What to work on: Give the records again in full, exactly as they are.

Data provided:
....................
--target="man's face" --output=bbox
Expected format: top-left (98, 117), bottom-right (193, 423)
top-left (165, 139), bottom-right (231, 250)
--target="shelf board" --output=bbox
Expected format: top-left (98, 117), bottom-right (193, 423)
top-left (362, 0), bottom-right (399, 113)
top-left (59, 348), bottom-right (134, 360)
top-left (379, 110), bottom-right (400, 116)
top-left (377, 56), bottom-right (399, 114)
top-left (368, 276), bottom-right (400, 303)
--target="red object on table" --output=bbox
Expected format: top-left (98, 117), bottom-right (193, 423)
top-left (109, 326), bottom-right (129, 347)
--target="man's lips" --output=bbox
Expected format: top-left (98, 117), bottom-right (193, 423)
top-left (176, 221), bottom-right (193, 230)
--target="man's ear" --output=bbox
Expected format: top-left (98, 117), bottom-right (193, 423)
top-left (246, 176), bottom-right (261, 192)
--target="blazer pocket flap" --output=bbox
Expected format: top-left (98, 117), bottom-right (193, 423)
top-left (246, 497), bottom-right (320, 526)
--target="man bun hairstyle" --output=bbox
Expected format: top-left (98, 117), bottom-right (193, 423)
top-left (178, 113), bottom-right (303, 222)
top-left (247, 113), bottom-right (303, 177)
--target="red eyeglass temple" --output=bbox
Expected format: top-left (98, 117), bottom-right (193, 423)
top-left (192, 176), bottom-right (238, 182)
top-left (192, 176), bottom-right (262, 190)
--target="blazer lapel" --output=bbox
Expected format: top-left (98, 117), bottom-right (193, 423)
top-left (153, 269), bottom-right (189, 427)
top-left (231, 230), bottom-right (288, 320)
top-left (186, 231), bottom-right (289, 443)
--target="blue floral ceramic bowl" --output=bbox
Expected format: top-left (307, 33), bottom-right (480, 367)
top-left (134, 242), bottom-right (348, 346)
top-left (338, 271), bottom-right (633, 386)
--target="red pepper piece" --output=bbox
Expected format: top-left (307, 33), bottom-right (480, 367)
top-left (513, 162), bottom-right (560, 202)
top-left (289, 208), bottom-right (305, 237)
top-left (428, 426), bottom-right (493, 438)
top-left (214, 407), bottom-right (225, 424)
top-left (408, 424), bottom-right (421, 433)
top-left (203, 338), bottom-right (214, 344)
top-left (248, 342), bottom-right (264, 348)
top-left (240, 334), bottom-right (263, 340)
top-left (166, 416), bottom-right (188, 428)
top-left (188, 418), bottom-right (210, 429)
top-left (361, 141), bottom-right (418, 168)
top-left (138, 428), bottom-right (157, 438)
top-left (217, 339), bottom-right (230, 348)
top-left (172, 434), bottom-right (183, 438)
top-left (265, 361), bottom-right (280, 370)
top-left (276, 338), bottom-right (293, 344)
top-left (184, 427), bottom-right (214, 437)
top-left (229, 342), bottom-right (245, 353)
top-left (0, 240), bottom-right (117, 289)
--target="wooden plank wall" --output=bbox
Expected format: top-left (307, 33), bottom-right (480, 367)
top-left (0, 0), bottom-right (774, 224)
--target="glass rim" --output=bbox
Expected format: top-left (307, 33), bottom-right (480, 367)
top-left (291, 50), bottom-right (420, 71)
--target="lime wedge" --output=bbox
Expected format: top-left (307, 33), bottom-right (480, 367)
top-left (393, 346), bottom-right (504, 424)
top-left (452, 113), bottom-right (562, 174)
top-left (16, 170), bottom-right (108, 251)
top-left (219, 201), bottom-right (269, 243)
....................
Solution to this exercise:
--target="man's face" --output=bbox
Expected format: top-left (98, 117), bottom-right (193, 423)
top-left (165, 139), bottom-right (231, 250)
--target="shelf board" --output=bbox
Expected format: top-left (98, 117), bottom-right (193, 423)
top-left (362, 0), bottom-right (399, 113)
top-left (59, 348), bottom-right (134, 360)
top-left (379, 110), bottom-right (400, 116)
top-left (377, 56), bottom-right (399, 114)
top-left (368, 276), bottom-right (400, 303)
--target="red object on table" --output=bbox
Expected format: top-left (98, 117), bottom-right (193, 423)
top-left (109, 326), bottom-right (129, 347)
--target="man's lips" --output=bbox
Expected format: top-left (98, 117), bottom-right (193, 423)
top-left (176, 221), bottom-right (193, 230)
--target="man's ear" --output=bbox
Expected format: top-left (98, 117), bottom-right (193, 423)
top-left (246, 176), bottom-right (261, 192)
--target="blazer pocket flap" --output=bbox
Expected format: top-left (98, 117), bottom-right (193, 423)
top-left (246, 497), bottom-right (320, 526)
--target="man bun hairstyle" --output=bbox
Expected format: top-left (98, 117), bottom-right (193, 423)
top-left (178, 113), bottom-right (303, 222)
top-left (247, 113), bottom-right (303, 177)
--target="red eyeglass temple" --output=bbox
Expected format: top-left (98, 117), bottom-right (193, 423)
top-left (192, 176), bottom-right (238, 182)
top-left (192, 176), bottom-right (262, 190)
--target="blazer lapel" --output=bbox
Expected format: top-left (98, 117), bottom-right (193, 423)
top-left (153, 269), bottom-right (189, 427)
top-left (231, 230), bottom-right (288, 320)
top-left (186, 231), bottom-right (289, 443)
--target="blue floral ceramic bowl" --output=bbox
Expected format: top-left (307, 33), bottom-right (480, 367)
top-left (134, 242), bottom-right (348, 346)
top-left (338, 271), bottom-right (633, 386)
--target="red pepper piece" --output=bbox
Expected format: top-left (307, 33), bottom-right (480, 367)
top-left (513, 162), bottom-right (560, 202)
top-left (289, 208), bottom-right (305, 237)
top-left (428, 426), bottom-right (493, 438)
top-left (214, 407), bottom-right (225, 424)
top-left (408, 424), bottom-right (421, 433)
top-left (203, 338), bottom-right (214, 344)
top-left (248, 342), bottom-right (264, 348)
top-left (240, 334), bottom-right (263, 340)
top-left (166, 416), bottom-right (188, 428)
top-left (188, 418), bottom-right (210, 429)
top-left (361, 141), bottom-right (418, 168)
top-left (138, 428), bottom-right (157, 438)
top-left (217, 339), bottom-right (230, 348)
top-left (172, 434), bottom-right (183, 438)
top-left (265, 361), bottom-right (280, 370)
top-left (276, 338), bottom-right (293, 344)
top-left (184, 427), bottom-right (214, 437)
top-left (229, 342), bottom-right (245, 353)
top-left (0, 240), bottom-right (117, 289)
--target="wooden plank wall" --output=bbox
Expected format: top-left (307, 33), bottom-right (480, 367)
top-left (0, 0), bottom-right (774, 224)
--target="glass rim" --output=bbox
Expected format: top-left (307, 33), bottom-right (480, 367)
top-left (291, 50), bottom-right (420, 71)
--target="lime wedge" --output=bbox
Expected format: top-left (307, 33), bottom-right (480, 367)
top-left (393, 346), bottom-right (504, 424)
top-left (452, 113), bottom-right (562, 174)
top-left (16, 170), bottom-right (108, 251)
top-left (219, 201), bottom-right (269, 243)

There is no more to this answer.